--- begin SUPPLIED PASSAGE ---
As you get more experienced as a cyclist, you will set yourself goals. Riding 10 miles is an excellent goal to set yourself as it is a realistic distance without being too strenuous.
Knowing how long it takes to ride 10 miles is a good idea, as you can plan your rides around your day. This goes for people who want to get some exercise in or take the kids out for a ride. So how long does it take to bike 10 miles?
There is no quick answer to this question, as several factors will affect your time.
In this article, we will cover:
- A cyclist’s average speed
- How fitness affects your 10-mile time
- How fast your bike is
- What bike components affect your speed
- Your 10-mile route
- How the weather affects your speed
- How the stuff you carry can speed you up or slow you down
Are you ready to set yourself a 10-mile challenge?
A Cyclist’s Average Speed
A beginner cyclist rides at about 10 mph; therefore, you can cover a mile in about 6 minutes. However, more experienced cyclists can cover the distance in 30 to 45 minutes.
Everyone rides under different circumstances, so your 10-mile time can be very different to someone else’s.
To accurately answer the question of “how fast does it take to bike 10 miles?”, you need to know your average speed. Your time is the distance divided by your speed. But here is a handy table to make it easier:
|12 mph||50 minutes|
|14 mph||42 minutes 21 seconds|
|16 mph||37 minutes 30 seconds|
|18 mph||33 minutes 20 seconds|
|20 mph||30 minutes|
|22 mph||27 minutes 16 seconds|
|24 mph||25 minutes|
|26 mph||23 minutes 5 seconds|
How long does it take to bike 5 miles? Divide the 10-mile time in 2!
How Fitness Affects Your 10-mile Time
Your fitness is the most significant factor in determining how fast you can ride 10 miles. If you are active, ride often, and ride long distances, you will have developed a good fitness level, making your 10-mile distance a fast one.
--- end SUPPLIED PASSAGE ---
INSTRUCTIONS →
a. List every topic that the article on biking 10 miles says it will cover.
b. According to the article on biking 10 miles, what is the most significant factor in how fast you can ride that distance?
--- begin DATA LINES ---
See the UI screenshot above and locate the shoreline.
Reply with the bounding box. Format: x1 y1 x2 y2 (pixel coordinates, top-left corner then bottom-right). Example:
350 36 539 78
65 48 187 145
--- end DATA LINES ---
PER-TASK ANSWERS →
a.
- A cyclist’s average speed
- How fitness affects your 10-mile time
- How fast your bike is
- What bike components affect your speed
- Your 10-mile route
- How the weather affects your speed
- How the stuff you carry can speed you up or slow you down

b. Your fitness is the most significant factor.